▸ ITEMS
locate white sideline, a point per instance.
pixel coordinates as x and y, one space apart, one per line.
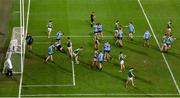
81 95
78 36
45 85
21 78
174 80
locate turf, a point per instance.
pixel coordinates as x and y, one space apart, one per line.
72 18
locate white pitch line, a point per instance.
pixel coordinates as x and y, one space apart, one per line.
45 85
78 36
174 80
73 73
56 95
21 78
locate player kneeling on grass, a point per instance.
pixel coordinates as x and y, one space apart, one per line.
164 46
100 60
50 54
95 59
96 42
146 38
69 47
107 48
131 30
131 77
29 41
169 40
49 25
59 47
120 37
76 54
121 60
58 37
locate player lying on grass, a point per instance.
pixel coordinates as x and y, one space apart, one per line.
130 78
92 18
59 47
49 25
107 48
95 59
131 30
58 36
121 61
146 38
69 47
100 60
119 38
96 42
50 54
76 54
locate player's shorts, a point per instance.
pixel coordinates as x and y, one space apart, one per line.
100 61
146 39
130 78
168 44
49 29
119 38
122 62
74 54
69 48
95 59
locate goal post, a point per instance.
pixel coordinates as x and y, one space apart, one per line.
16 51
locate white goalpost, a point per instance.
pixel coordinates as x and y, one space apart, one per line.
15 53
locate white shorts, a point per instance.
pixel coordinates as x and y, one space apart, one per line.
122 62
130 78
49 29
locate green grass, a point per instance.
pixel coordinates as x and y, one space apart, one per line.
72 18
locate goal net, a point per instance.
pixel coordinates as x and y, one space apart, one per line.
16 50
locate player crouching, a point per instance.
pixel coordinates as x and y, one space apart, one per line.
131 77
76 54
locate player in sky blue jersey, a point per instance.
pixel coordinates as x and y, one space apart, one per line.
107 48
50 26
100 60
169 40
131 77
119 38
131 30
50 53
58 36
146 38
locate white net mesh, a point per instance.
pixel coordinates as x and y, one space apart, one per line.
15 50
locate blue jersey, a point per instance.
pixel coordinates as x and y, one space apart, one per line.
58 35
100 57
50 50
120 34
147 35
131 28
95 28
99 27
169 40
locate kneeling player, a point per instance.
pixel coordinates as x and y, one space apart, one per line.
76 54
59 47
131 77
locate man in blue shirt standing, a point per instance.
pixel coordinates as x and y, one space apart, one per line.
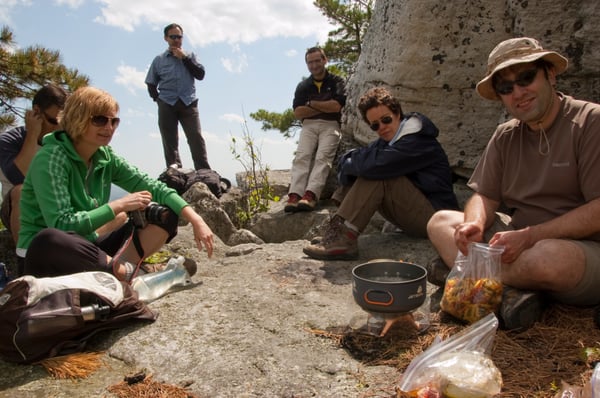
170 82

...

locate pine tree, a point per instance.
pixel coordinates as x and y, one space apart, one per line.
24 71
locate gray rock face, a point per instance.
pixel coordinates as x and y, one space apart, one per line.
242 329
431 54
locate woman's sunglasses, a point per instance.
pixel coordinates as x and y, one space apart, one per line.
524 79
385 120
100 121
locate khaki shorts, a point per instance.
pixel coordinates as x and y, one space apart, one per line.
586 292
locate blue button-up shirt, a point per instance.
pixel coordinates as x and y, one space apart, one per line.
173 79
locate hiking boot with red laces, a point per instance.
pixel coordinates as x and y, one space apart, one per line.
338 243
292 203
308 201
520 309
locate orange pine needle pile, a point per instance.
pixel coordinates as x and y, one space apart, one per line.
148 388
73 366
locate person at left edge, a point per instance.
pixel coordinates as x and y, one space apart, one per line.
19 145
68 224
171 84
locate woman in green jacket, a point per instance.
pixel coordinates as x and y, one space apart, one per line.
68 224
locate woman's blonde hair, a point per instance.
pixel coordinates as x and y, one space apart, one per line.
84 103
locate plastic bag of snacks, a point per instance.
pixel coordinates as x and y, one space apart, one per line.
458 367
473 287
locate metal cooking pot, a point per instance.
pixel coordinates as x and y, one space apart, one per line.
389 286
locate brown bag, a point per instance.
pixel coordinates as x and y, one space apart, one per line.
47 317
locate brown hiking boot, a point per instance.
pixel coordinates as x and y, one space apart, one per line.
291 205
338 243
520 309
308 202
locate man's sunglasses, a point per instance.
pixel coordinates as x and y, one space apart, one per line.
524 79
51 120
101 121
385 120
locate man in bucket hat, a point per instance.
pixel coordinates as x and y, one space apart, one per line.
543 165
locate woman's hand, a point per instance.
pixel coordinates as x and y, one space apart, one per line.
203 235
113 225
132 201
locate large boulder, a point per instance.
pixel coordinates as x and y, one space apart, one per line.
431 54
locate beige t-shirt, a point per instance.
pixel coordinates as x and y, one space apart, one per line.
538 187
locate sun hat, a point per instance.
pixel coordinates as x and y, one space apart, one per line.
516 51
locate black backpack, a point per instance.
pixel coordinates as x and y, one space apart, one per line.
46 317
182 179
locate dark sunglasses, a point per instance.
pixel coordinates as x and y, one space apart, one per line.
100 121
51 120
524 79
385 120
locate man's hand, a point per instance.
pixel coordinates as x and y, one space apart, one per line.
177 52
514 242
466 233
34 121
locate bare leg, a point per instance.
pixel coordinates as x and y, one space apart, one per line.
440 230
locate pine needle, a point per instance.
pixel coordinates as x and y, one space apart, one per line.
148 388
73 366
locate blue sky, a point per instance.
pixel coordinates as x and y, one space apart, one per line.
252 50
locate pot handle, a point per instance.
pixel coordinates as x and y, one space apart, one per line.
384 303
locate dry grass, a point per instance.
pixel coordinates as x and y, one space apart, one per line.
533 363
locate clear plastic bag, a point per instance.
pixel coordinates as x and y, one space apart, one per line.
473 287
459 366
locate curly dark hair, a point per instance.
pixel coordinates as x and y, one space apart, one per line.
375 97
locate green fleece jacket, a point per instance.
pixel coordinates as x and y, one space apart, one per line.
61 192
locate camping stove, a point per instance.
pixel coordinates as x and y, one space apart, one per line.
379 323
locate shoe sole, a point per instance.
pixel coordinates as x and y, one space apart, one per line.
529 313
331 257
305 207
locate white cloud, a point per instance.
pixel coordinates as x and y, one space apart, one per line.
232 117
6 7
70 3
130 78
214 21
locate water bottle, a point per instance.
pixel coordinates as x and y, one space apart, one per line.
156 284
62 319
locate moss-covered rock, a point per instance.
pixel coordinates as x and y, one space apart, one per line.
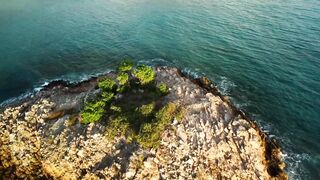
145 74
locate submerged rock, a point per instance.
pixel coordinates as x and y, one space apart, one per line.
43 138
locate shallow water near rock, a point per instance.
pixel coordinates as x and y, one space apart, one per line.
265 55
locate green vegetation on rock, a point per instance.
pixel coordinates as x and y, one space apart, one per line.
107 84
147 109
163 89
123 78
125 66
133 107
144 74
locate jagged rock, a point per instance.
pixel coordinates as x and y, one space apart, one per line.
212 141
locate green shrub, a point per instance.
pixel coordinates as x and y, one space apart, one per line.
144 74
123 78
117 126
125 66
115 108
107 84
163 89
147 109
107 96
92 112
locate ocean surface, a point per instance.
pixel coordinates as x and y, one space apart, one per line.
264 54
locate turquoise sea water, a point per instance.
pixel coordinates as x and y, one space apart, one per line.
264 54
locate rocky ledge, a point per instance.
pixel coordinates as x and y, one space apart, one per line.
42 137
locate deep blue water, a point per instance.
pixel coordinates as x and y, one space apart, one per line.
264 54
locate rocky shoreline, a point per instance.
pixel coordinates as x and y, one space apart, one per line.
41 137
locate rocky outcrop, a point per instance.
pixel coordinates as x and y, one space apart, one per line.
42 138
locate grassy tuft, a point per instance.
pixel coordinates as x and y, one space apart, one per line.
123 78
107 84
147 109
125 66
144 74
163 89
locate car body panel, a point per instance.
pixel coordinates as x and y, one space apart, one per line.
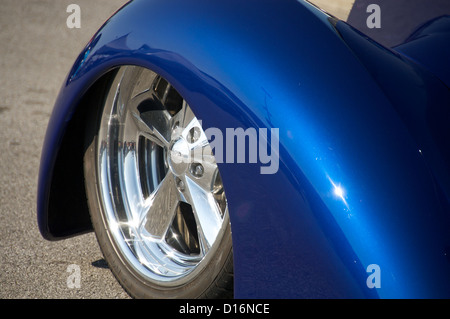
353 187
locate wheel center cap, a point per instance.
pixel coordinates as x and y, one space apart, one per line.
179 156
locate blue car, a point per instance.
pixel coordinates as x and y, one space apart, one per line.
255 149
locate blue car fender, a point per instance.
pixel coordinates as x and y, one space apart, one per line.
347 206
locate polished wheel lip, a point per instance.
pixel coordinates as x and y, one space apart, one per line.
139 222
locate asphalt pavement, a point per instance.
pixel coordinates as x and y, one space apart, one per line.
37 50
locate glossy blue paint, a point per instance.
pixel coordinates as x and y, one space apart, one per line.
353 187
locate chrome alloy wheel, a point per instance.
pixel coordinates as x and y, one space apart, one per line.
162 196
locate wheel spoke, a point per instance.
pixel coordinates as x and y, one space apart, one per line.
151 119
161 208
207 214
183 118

==

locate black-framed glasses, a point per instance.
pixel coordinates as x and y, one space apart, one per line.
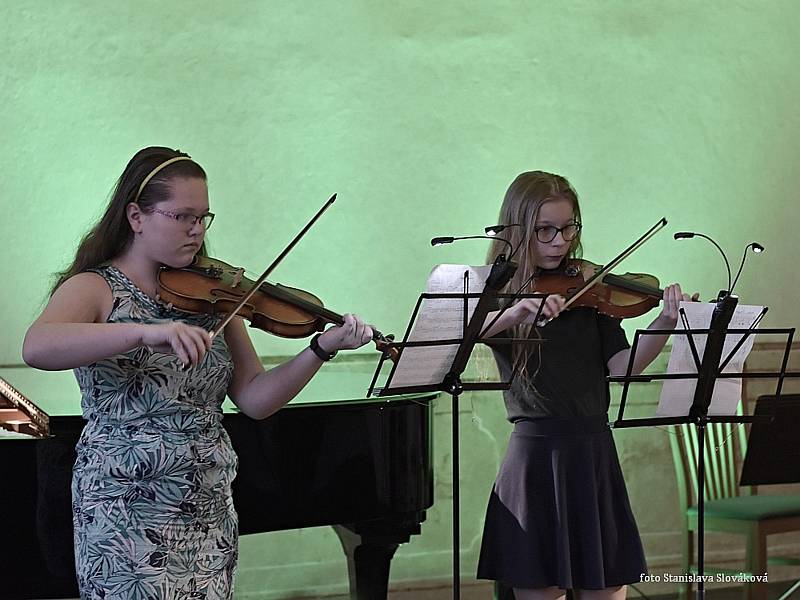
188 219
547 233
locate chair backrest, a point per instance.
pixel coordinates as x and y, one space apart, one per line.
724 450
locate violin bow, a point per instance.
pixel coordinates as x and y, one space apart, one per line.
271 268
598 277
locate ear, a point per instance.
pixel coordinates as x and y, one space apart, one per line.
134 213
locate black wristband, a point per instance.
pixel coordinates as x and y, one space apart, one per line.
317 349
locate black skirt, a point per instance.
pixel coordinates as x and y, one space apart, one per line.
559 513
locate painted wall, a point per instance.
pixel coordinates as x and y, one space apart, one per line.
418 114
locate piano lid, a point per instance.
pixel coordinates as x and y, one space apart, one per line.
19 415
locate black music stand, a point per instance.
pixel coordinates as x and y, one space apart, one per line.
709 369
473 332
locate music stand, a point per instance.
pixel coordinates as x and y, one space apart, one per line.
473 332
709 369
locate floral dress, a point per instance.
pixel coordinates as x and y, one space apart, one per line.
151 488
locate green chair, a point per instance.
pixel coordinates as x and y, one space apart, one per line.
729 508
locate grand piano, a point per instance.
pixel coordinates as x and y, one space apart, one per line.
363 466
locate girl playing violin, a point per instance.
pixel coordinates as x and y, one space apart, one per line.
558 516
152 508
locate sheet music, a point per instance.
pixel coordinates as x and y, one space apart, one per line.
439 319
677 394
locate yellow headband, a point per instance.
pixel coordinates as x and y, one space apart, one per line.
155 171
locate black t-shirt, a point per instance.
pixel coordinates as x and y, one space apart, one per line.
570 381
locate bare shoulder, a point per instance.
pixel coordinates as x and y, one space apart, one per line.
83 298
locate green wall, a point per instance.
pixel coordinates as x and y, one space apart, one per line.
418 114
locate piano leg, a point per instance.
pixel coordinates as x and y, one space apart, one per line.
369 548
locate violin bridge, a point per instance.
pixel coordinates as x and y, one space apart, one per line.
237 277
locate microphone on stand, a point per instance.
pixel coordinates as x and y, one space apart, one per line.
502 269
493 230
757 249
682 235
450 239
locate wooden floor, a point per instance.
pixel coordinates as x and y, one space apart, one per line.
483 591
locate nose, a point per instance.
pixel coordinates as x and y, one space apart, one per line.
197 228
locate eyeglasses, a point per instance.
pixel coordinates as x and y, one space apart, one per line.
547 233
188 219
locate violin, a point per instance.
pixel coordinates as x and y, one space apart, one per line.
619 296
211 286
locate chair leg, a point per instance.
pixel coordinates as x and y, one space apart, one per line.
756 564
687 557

▸ WRITTEN PROBLEM
Count how many lines of the data above contain the string "boot". Give only the number.

▸ ANSWER TO THIS TASK
2